-- START EXTRACTED TEXT --
Used Cooking Oil Collection Fleet Management
Used cooking oil collection is one of the hardest logistics operations to forecast in the distribution industry. Unlike waste oil collection from fixed industrial sites — where production volumes follow more predictable patterns — UCO generation is tied to cooking activity, which varies by customer type, season, and week-to-week operations. A busy restaurant kitchen can fill a container in a few days. A seasonal venue might take six months or longer. A canteen runs at full capacity during term time and near zero during holidays.
This unpredictability compounds at scale. Manage a network of hundreds of customers and the planning problem becomes acute: who is ready for collection now? Which containers will reach capacity before your next route? Which are filling so slowly that a visit this week would send a truck for a fraction of what it could carry?
The answer — without up-to-date visibility into fill levels across your network — is that you don't know. And without that data, the gap between an efficient operation and an expensive one is impossible to close.
-- END EXTRACTED TEXT --
-- START SUPPLIED RECORDS --
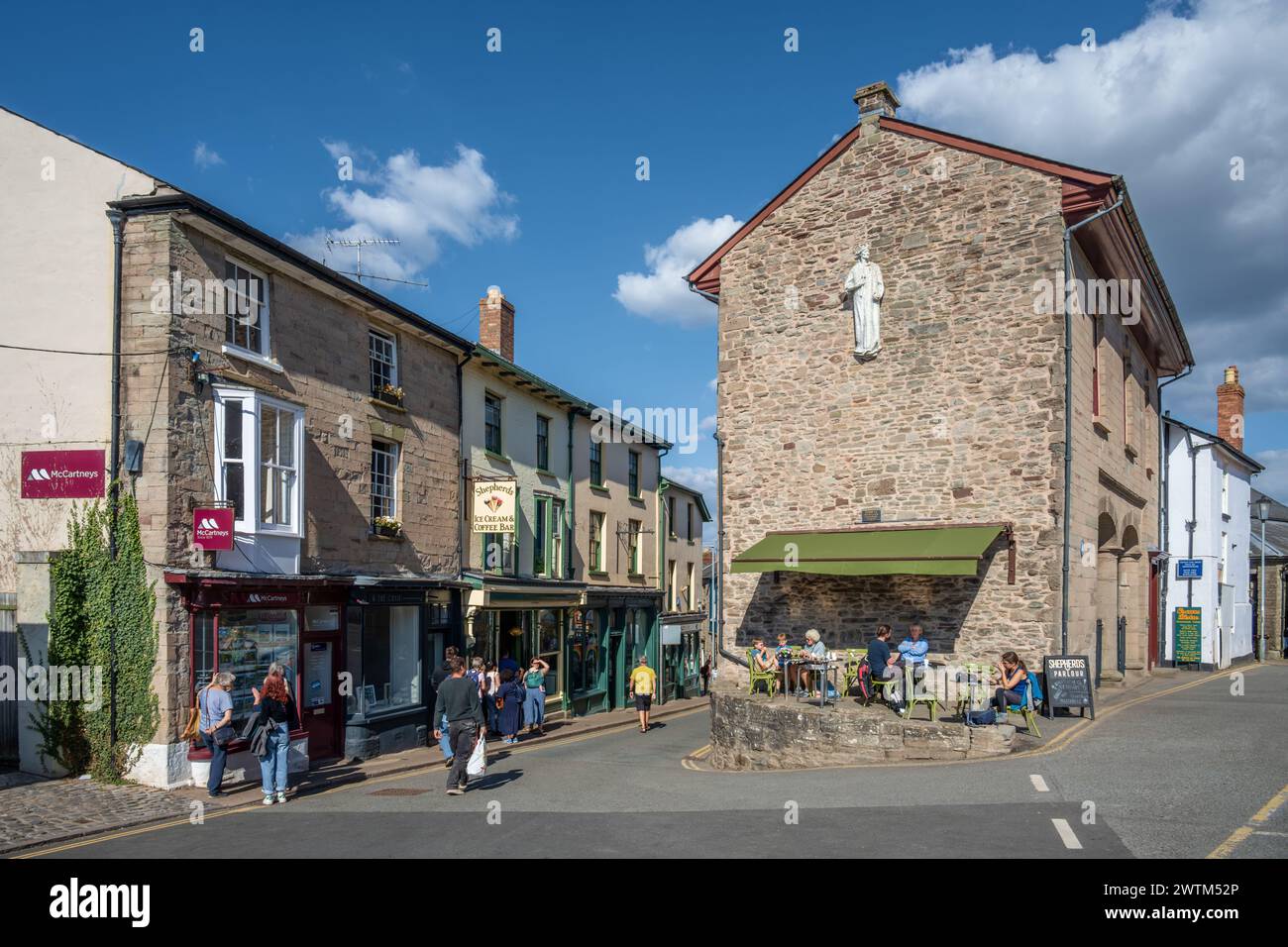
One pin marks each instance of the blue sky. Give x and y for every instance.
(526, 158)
-- END SUPPLIED RECORDS --
-- START SUPPLIED RECORDS --
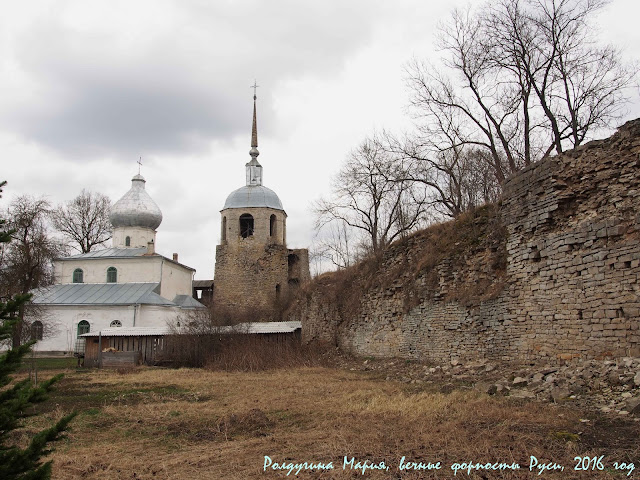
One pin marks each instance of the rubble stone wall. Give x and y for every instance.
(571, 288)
-- END SUPPLIED RECORDS --
THINGS TO DO:
• 1. Decide whether each statement agrees with the passage on used cooking oil collection, answering yes or no and quoting the deciding words from it.
(a) A busy restaurant kitchen can fill a container within a few days.
(b) A canteen runs at full capacity during holidays.
(c) Waste oil collection from fixed industrial sites follows less predictable patterns than UCO generation.
• 2. Please carry on the passage about used cooking oil collection from the point where it stops.
The data here comes from a separate source, unrelated to the passage on used cooking oil collection.

RESPONSES FOR EACH TASK:
• 1.
(a) Yes: "A busy restaurant kitchen can fill a container in a few days."
(b) No: "A canteen runs at full capacity during term time and near zero during holidays."
(c) No: "where production volumes follow more predictable patterns"

• 2.
The UCO Collection Challenge
The two failure modes in UCO collection are collecting too early (wasted vehicle trips) and collecting too late (overflow risk, compliance exposure, dissatisfied customers). Both are expensive. Both stem from the same root cause: incomplete visibility into what's actually happening at each collection point.
UCO operators typically manage hundreds of container sites across a geographic territory. Fill rates at each site vary by the type of customer, volume of cooking activity, and time of year. A fast food site generates oil consistently; a canteen operates on term time; a wedding venue has dramatically uneven production. Without up-to-date level data, collection scheduling is either conservative — too many trips — or optimistic, with occasional overflow incidents.
The result is a persistent efficiency problem. Most operators plan collections on fixed schedules — weekly rounds or calendar-based intervals set without reference to actual container fill states. Vehicles go to containers that aren't ready. Other containers reach capacity between visits. Neither failure is visible until it has already cost you a wasted journey or a dissatisfied customer.
How Remote Monitoring Works for UCO Collection
A sensor fitted to each collection container transmits a daily level reading automatically to a central platform. The platform builds a fill rate model for each site — tracking fill levels over a rolling window to build a recent-history forecast for each site. When a container reaches a defined collection threshold, it appears in the service queue.
The service queue replaces a fixed collection schedule with a dynamic one. Vehicles go to containers that are ready, not containers that are due. Collection efficiency — measured in kg collected per vehicle kilometre — improves significantly when routes reflect actual container states rather than calendar intervals.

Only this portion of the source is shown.